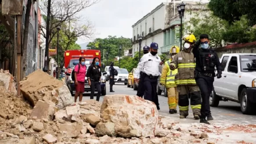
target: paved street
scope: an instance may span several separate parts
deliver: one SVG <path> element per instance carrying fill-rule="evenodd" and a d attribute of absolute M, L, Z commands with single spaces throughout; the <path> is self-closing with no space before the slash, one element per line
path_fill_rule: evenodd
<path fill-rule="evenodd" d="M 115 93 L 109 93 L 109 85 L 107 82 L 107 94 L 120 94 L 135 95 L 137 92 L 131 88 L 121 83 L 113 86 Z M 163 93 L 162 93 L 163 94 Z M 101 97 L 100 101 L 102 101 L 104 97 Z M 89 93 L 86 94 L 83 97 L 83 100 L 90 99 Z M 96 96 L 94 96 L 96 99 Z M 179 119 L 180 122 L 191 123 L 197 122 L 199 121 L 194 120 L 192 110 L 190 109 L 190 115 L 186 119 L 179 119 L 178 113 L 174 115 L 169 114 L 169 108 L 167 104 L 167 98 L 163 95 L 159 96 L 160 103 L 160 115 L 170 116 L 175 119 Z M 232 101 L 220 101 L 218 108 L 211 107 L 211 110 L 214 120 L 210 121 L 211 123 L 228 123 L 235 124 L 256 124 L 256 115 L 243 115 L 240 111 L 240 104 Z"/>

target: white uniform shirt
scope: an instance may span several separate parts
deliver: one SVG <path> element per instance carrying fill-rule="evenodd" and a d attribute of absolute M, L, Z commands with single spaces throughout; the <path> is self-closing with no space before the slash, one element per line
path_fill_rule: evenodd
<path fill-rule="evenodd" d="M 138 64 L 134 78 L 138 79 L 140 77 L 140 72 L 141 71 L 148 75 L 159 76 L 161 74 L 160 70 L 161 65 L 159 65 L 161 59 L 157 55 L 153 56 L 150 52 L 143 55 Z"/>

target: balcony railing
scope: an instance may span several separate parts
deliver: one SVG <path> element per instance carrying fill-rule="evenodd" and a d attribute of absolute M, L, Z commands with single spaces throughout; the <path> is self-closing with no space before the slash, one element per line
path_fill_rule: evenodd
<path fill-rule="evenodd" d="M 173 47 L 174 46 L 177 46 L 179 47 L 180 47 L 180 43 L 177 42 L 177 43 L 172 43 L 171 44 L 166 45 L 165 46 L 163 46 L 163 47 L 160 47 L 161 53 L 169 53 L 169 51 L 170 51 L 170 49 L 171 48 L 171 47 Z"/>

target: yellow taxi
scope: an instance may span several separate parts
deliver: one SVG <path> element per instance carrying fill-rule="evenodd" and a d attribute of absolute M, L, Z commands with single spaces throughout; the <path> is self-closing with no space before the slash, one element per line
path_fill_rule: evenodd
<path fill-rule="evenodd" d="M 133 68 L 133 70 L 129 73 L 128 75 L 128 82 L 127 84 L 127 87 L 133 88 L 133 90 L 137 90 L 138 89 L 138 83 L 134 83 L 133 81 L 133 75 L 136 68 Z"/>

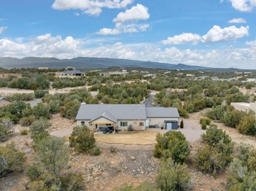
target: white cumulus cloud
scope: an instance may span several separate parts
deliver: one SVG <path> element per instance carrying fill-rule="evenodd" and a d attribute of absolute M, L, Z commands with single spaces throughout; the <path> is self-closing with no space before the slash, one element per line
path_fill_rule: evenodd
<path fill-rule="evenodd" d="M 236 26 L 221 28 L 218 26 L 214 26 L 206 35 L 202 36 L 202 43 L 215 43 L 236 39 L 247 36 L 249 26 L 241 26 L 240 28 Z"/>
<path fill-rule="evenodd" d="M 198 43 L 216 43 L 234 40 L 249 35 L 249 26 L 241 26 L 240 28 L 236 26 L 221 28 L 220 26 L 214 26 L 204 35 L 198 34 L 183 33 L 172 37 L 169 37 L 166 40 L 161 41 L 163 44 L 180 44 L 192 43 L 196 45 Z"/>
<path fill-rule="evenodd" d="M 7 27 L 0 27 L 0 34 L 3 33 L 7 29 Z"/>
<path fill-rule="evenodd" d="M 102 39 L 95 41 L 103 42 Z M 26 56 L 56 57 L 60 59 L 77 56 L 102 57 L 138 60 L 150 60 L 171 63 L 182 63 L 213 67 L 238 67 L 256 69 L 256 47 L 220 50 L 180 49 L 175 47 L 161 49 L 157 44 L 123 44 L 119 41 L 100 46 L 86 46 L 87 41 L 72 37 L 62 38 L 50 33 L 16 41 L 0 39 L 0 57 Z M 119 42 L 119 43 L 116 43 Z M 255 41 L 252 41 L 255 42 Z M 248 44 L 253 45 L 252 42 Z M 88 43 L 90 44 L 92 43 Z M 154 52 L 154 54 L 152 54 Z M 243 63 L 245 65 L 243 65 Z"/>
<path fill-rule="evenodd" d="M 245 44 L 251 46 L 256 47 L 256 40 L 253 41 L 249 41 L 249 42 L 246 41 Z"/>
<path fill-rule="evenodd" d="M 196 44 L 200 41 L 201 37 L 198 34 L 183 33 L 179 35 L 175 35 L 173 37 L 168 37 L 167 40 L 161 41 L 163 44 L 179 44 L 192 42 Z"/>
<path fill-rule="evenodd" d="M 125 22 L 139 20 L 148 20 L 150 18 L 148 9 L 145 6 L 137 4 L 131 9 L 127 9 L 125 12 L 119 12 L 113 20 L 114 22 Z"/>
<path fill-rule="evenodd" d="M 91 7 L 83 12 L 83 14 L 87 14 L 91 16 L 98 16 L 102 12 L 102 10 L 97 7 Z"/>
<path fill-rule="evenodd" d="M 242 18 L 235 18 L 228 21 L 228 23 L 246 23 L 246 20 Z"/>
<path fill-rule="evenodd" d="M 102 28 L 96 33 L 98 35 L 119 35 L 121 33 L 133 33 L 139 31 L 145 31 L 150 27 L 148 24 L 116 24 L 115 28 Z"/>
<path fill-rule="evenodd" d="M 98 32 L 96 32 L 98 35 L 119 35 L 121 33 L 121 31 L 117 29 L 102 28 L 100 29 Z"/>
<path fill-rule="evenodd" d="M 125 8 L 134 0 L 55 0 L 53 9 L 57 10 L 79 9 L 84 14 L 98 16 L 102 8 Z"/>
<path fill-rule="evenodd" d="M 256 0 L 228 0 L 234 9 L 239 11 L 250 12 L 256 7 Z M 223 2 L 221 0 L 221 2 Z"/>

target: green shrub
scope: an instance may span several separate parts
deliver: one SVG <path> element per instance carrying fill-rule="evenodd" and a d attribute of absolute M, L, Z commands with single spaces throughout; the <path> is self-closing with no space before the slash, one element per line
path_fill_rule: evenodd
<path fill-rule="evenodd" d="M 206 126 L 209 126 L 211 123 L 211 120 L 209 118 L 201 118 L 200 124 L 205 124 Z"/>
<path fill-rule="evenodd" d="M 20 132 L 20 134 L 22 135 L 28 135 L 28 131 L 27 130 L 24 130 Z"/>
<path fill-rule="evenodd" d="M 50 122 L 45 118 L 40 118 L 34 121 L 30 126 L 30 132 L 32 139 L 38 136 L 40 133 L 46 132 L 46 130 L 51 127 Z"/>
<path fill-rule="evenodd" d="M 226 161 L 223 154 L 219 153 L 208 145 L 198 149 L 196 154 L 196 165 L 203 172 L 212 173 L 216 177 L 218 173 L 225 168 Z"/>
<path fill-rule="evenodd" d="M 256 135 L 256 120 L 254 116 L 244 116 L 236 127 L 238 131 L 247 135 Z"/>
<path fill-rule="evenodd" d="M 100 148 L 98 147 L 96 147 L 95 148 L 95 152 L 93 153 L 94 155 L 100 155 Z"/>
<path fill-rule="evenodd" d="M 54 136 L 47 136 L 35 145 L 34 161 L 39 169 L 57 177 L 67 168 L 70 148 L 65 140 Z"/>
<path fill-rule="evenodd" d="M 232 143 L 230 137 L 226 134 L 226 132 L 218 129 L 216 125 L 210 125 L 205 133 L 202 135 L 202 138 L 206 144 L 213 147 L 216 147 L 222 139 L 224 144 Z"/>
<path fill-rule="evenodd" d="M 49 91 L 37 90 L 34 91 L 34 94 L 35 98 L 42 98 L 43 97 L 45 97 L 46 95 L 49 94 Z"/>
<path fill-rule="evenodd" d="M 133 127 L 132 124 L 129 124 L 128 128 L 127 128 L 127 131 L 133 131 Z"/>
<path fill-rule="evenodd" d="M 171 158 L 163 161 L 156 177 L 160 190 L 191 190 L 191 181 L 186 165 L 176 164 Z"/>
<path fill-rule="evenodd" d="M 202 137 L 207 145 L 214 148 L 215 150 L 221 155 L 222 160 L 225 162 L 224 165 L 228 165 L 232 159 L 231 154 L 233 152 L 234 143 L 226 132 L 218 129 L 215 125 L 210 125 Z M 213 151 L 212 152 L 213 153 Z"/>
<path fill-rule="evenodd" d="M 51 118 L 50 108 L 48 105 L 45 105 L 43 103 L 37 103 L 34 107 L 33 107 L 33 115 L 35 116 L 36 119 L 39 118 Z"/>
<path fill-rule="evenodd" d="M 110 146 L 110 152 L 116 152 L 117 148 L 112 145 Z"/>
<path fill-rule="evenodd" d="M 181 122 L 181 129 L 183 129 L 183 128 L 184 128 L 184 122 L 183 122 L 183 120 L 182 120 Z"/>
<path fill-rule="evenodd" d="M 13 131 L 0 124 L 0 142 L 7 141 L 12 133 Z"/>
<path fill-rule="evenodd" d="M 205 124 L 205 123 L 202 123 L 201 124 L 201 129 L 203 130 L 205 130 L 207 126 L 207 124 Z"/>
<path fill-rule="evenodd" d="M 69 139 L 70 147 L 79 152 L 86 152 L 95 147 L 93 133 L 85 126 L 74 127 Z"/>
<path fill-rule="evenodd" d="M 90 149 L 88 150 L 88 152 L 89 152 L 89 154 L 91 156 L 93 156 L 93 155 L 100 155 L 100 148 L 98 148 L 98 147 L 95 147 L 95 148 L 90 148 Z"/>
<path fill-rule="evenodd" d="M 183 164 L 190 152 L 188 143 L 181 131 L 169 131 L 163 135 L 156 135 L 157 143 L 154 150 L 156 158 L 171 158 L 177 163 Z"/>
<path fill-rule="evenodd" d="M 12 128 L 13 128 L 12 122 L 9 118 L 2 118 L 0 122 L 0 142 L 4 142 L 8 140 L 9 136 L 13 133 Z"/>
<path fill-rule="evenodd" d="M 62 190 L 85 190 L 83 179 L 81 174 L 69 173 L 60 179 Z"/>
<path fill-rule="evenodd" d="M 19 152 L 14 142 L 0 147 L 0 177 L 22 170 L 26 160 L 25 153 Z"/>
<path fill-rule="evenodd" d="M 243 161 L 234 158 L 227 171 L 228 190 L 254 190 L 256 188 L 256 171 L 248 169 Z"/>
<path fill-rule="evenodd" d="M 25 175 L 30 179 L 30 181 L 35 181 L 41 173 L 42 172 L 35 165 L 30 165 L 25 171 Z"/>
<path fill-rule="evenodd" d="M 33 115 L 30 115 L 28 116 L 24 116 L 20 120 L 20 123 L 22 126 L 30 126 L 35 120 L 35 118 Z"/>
•••••
__Exercise goal__
Which lines of the listing above contain the string "target"? Copy each of them in full.

__Answer to this task__
target: paved street
target: white uniform shirt
target: balcony railing
target: yellow taxi
target: white cumulus cloud
target: green shrub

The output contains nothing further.